Description of the task. Switch "Exercise" to "Task" in all of the lines below and write them out again, leaving everything else unchanged.
══ Extracted records
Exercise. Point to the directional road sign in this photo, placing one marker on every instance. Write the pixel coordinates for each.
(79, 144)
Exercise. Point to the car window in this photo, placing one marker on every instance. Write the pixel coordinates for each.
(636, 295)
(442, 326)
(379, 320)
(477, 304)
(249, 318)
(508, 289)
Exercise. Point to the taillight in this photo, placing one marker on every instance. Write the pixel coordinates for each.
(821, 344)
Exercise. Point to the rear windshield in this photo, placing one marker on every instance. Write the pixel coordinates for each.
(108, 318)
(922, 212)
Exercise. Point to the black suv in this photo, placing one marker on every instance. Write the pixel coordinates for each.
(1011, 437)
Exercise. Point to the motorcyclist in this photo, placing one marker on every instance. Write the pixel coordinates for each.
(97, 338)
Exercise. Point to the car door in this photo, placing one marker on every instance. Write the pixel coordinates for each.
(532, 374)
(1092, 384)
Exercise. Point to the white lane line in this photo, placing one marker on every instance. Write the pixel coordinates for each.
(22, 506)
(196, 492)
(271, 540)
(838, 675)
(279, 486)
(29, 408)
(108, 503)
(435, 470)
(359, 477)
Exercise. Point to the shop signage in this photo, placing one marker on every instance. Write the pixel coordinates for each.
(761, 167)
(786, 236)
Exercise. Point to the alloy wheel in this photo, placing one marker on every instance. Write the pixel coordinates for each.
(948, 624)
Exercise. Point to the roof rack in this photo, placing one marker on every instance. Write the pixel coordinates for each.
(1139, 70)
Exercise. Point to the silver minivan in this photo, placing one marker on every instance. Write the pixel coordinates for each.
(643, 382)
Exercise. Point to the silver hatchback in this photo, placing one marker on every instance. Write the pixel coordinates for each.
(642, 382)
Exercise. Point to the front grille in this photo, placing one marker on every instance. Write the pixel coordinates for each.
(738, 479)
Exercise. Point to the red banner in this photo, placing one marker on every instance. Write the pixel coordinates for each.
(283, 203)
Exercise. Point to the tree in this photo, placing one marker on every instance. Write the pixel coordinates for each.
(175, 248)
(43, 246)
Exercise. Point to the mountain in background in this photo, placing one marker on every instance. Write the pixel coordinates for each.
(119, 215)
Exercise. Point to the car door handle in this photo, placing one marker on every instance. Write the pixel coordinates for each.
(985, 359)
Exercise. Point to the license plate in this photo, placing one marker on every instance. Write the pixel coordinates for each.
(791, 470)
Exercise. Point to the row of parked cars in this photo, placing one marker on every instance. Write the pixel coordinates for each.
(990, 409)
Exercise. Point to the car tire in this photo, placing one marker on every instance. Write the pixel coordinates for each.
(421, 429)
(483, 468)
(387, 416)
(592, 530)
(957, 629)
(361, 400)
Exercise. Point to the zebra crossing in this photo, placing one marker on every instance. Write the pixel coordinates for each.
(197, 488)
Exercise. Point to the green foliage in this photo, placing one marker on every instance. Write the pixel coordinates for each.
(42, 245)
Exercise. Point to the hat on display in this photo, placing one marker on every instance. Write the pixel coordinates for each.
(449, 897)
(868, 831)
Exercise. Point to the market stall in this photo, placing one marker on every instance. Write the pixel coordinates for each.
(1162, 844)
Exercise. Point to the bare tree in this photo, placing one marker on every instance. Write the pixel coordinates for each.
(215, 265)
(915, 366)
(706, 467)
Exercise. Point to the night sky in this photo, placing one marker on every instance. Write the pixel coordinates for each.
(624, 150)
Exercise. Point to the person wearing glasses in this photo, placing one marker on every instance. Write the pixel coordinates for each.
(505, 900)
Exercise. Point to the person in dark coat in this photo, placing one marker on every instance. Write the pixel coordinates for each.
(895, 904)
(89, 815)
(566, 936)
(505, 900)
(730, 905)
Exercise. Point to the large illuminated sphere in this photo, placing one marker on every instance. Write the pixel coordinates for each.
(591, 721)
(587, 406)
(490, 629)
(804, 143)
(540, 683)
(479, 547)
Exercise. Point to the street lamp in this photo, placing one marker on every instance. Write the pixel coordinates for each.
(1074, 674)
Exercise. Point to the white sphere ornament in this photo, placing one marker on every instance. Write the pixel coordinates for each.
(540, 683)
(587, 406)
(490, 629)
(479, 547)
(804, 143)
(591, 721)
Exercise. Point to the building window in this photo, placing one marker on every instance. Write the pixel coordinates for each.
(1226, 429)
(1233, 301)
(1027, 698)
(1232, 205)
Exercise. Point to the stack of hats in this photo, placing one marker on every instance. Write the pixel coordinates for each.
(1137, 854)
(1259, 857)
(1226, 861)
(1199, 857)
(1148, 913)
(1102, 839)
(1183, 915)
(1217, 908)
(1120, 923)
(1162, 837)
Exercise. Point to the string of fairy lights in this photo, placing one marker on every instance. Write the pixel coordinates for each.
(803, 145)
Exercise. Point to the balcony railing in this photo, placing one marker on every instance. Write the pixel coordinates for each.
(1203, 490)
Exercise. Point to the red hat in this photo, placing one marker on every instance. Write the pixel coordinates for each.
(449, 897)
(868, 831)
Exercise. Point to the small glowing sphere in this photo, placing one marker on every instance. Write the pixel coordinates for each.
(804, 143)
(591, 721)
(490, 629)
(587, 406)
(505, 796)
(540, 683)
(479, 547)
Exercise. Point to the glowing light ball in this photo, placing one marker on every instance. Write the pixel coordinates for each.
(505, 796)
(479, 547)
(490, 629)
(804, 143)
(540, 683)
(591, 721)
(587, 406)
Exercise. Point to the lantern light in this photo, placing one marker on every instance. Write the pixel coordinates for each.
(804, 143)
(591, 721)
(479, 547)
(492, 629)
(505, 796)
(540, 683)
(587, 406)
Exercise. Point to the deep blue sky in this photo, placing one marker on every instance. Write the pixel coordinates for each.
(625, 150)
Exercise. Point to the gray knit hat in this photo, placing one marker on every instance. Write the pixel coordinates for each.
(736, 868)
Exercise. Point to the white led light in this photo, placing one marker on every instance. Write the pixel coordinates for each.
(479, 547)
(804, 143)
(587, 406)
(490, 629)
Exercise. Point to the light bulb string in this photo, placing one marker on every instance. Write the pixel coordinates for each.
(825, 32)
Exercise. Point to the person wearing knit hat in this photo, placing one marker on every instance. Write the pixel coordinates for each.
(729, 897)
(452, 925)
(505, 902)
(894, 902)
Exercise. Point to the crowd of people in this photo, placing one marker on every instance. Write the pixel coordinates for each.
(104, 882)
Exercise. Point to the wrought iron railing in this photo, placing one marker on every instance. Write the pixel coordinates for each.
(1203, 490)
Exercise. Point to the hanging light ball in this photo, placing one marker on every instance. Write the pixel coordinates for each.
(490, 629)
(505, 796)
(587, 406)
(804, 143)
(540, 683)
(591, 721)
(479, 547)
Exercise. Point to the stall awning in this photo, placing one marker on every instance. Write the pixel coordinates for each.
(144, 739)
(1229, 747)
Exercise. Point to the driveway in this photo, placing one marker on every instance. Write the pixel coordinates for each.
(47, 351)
════
Task response.
Task. Point to the directional road sign in this photo, placing one marker on every instance. Write the pixel coordinates for each.
(79, 144)
Task. Point to the car window in this photo, placing one marker on every instance. Write the pixel coordinates for each.
(636, 295)
(442, 326)
(379, 320)
(477, 304)
(249, 318)
(508, 289)
Task. Point to the taillight in this photo, placing one marker on every instance. Write the pixel coordinates for each.
(821, 344)
Task. Point to the rear windshield in this photo, placing one marker on every instance. Write the pixel coordinates for each.
(108, 318)
(922, 212)
Task. Point to the black suv in this photo, placing one marker on every instance. Write the pixel coordinates for each.
(1011, 437)
Task. Point to the motorcyclist in this photo, placing one marker on every instance. Write the pixel coordinates for each.
(97, 338)
Task. Point to the car door in this photo, placing one marker on every instance. Write the pixel coordinates for each.
(532, 374)
(1092, 384)
Task. Point to the white lane line in this photo, placing one marker on every instance. Write the pixel coordinates for each.
(22, 506)
(196, 492)
(271, 540)
(838, 675)
(279, 486)
(29, 408)
(108, 503)
(435, 470)
(359, 477)
Task. Point to the shop signage in this photo, placing one marker on every instance. Write the pixel coordinates for each.
(761, 167)
(786, 236)
Task. Point to the alloy wheel in this photo, placing one marker on every instance. Write the pixel coordinates for each.
(948, 624)
Task. Point to the roof rack in this photo, placing one marker on every instance. Write the pixel coordinates for each.
(1139, 70)
Task. Point to the silver minivan in this photo, placing one marker on every instance. Write the pixel coordinates for each.
(643, 382)
Task. Point to the silver hatchback in this photo, placing one marker on every instance. Write the pixel coordinates for each.
(642, 382)
Task. Point to the front grille in this photo, placing one marker on every instance. Write the pixel coordinates for each.
(738, 479)
Task. Point to the red banner in this photo, placing one marker on every instance. Write the pixel coordinates for each.
(283, 203)
Task. Point to the tree in this photo, placing one marker on every instance. Write the pixel coordinates for each.
(175, 248)
(43, 246)
Task. Point to the mountain in background in this photo, placing one marker on every instance. Write the pixel coordinates for each.
(119, 215)
Task. Point to the car door handle in this photo, placing one marker on every instance. Write the pixel coordinates for each.
(985, 359)
Task. Point to the license plate in this photo, placing one marker on every instance. Write the pixel coordinates for each.
(791, 470)
Task. Point to the row of parked cars in this photo, placing one marker on every instance. Write the pixel coordinates for each.
(990, 409)
Task. Point to the car tire in this photo, placing one marker on every instance. Write the pixel coordinates for each.
(421, 429)
(483, 468)
(387, 416)
(592, 530)
(957, 629)
(361, 400)
Task. Point to the zebra crossing in this photo, placing one marker on every instance. Write the pixel coordinates for each.
(197, 488)
Task. Point to the green foliage in this photo, placing one marker on every instance. Write the pixel coordinates for each.
(42, 245)
Task. Point to the hat on display in this photo, placing one marker on every instance. Write the pixel coordinates for each.
(449, 897)
(868, 831)
Task. Point to the market stall in this photo, placing one marker on every instance. Write the pixel coordinates for each.
(1162, 844)
Task. Point to the bare tree in this photo, placing one marker on every instance. Write the pixel coordinates for each.
(215, 265)
(915, 366)
(706, 467)
Task. Point to the night sky in this photo, placing one marker on every instance. Write the pixel coordinates for each.
(624, 150)
Task. Point to the person wearing glasses in this photo, placing one marker on every instance. Write the pixel coordinates for each.
(505, 900)
Task. Point to the person in dark coat in this photo, placing one marker on every instance. Write the pixel coordinates for each.
(895, 904)
(89, 815)
(566, 936)
(505, 900)
(730, 905)
Task. Point to the large illuminated sphere in this photo, placing one marker on every instance. Write the pixel coordinates for each.
(591, 721)
(587, 406)
(490, 629)
(804, 143)
(540, 683)
(479, 547)
Task. Point to the street lamp in this photo, placing one marker on every instance. Write the pixel coordinates for each.
(1074, 674)
Task. Point to the white sphere ornament in this photo, placing one marker on every instance. Write the pixel coordinates for each.
(540, 683)
(587, 406)
(490, 629)
(479, 547)
(804, 143)
(591, 721)
Task. Point to the building window in this photo, placing one marker on every instance. Write the pixel coordinates for each.
(1226, 429)
(1233, 301)
(1027, 698)
(1232, 205)
Task. Point to the stack of hats in this photo, placing one marker on every instance. Write the pixel coordinates for each.
(1137, 854)
(1259, 857)
(1226, 861)
(1199, 857)
(1148, 913)
(1102, 839)
(1183, 915)
(1217, 908)
(1120, 923)
(1162, 837)
Task. Point to the string of fairy lights in this photo, placing one marker on every instance. Write the pixel coordinates for each.
(803, 145)
Task. Point to the balcony railing in this photo, placing one marker on every instance. Write the pixel coordinates for each.
(1203, 490)
Task. Point to the red hat in this photo, placing one marker on every instance. Write the pixel coordinates for each.
(449, 897)
(868, 831)
Task. Point to the small glowing sphere in this photo, placing one marker on every instance. Write the pixel coordinates for each.
(804, 143)
(591, 721)
(490, 629)
(587, 406)
(505, 796)
(540, 683)
(479, 547)
Task. Point to the glowing light ball in this photo, placing one marker on every instance. Write the pixel coordinates for each.
(505, 796)
(479, 547)
(490, 629)
(804, 143)
(540, 683)
(591, 721)
(587, 406)
Task. Point to the lantern light in this photo, placing one marker on every instance. Write the pixel coordinates for each.
(804, 143)
(591, 721)
(479, 547)
(492, 629)
(505, 796)
(540, 683)
(587, 406)
Task. Point to the deep blue sky in this photo, placing one marker on every instance. Write the pixel coordinates for each.
(625, 150)
Task. Point to the gray knit hat in this photo, placing one marker on every instance. Write the pixel coordinates for each.
(736, 868)
Task. Point to the white led light in this photo, placing one marker on every instance. Write the pixel coordinates for each.
(479, 547)
(804, 143)
(587, 406)
(490, 629)
Task. Point to the light bulb string in this photo, placing one marker on every instance. Write the pixel coordinates for each.
(825, 32)
Task. Point to the person wearing knit hat in this photo, placing one marker on every instance. Write the pixel coordinates for each.
(729, 897)
(452, 925)
(505, 902)
(894, 902)
Task. Point to the crowd of people in this photo, placing one marker on every instance. Write the pixel coordinates for each.
(104, 882)
Task. Point to the wrought iron railing in this photo, placing one marker on every instance. Write the pixel coordinates for each.
(1203, 490)
Task. Point to the hanging light ball in this photo, placing one marker on every instance. Write the pixel coordinates for each.
(490, 629)
(505, 796)
(587, 406)
(804, 143)
(540, 683)
(591, 721)
(479, 547)
Task. Point to the stall awning in this photo, placing one marker on every instance. Write the pixel coordinates for each.
(144, 739)
(1229, 747)
Task. Point to the driveway in this photo, placing one marker on every instance. Write the pixel coordinates for each.
(47, 351)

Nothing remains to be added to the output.